EXTRAIT DU DOCUMENT =>
::::

The Conversation : « La responsabilité sociale des entreprises, un outil pour court-circuiter les syndicats ? »

Publié par Université Savoie Mont Blanc, le 11 septembre 2025   1

Cet article a été écrit par Nicolas Poussing, chercheur à l'Université de Rennes 1, Fanny Bastian, chercheuse associée à l'Université de Lorraine, et Rachel Bocquet, professeure en management et innovation à l'l'Institut de Recherche en Gestion et en Économie (IREGE) de l'Université Savoie Mont Blanc. Il est republié à partir de The Conversation sous licence Creative Commons. [Lire l'article original]

La responsabilité sociale des entreprises est souvent perçue comme un levier pour améliorer les relations de travail, en renforçant le lien direct entre employeurs et salariés. Mais ce dialogue direct ne conduit-il pas à contourner les représentants du personnel et/ou les syndicats, allant jusqu’à affaiblir la place de ces derniers ?


Depuis 2001, la Commission européenne définit la responsabilité sociale des entreprises (RSE) comme un engagement volontaire allant au-delà des obligations légales, destiné à répondre aux attentes des parties prenantes : actionnaires, clients, fournisseurs, ONG, territoires… Mais parmi tous ces acteurs, un consensus émerge pour estimer que les salariés restent la partie prenante la plus centrale, car ils conditionnent directement la crédibilité et l’efficacité des stratégies RSE.

Pour répondre à leurs attentes, les entreprises investissent dans des actions très concrètes : rémunération, santé et sécurité, conditions de travail, qualité des relations professionnelles, négociation collective, respect de la dignité au travail, lutte contre les discriminations, communication interne ou encore droits des salariés. Loin d’une logique descendante et unidirectionnelle de la RSE, ces pratiques encouragent une participation plus active et directe des employés, en les tenant informés, en les consultant et en les impliquant dans la vie de l’entreprise… et capables dès lors de co-construire la RSE.

Deux voies pour dialoguer avec les salariés

Dans l’entreprise, le dialogue avec les salariés prend aujourd’hui deux formes. La première, la plus ancienne, passe par leurs représentants élus, un héritage de la révolution industrielle et de l’essor du syndicalisme. La seconde, plus récente, qui se renforce dans le cadre de la RSE, privilégie une relation directe, à base d’enquêtes internes, de boîtes à idées, de groupes de discussion ou encore de réunions avec la direction.

Avec le numérique, ce dialogue s’est élargi grâce aux intranets, messageries et plates-formes collaboratives. Ces dispositifs participatifs traduisent une volonté d’associer davantage les salariés aux décisions qui concernent leur quotidien de travail.

Multiples frictions

Face à la montée des stratégies de responsabilité sociale des entreprises (RSE), les syndicats adoptent une attitude prudente, parfois méfiante. Rappelons le contexte : les interactions directes entre employeurs et salariés progressent alors même que les syndicats voient leur influence reculer. Les représentants des salariés sont de plus en plus affaiblis et, selon l’Organisation de coopération et de développement économiques (OCDE), le taux de syndicalisation diminue dans bon nombre de pays.

::::

ITEMS FOURNIS =>
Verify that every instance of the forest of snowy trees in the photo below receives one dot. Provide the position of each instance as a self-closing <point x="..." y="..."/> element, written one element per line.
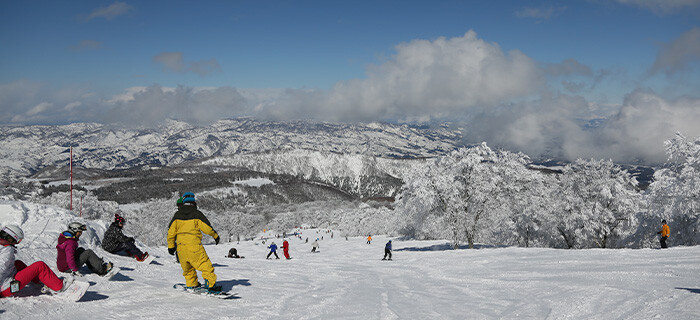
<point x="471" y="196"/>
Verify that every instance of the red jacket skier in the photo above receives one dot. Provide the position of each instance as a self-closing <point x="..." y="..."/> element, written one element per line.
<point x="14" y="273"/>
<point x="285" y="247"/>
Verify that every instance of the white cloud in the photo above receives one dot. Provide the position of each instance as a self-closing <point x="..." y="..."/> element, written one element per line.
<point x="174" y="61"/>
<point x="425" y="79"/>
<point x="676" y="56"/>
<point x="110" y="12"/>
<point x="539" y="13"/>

::::

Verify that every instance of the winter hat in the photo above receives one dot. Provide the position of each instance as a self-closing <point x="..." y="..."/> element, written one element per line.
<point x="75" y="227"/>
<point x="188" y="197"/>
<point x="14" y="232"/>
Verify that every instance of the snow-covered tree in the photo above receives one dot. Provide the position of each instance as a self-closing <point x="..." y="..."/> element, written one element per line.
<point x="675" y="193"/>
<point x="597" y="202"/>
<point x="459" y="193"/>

::::

DEMANDE =>
D'après l'extrait sur la responsabilité sociale des entreprises, depuis quelle année la Commission européenne la définit-elle comme un engagement volontaire allant au-delà des obligations légales ?

RÉPONSE ATTENDUE =>
Depuis 2001.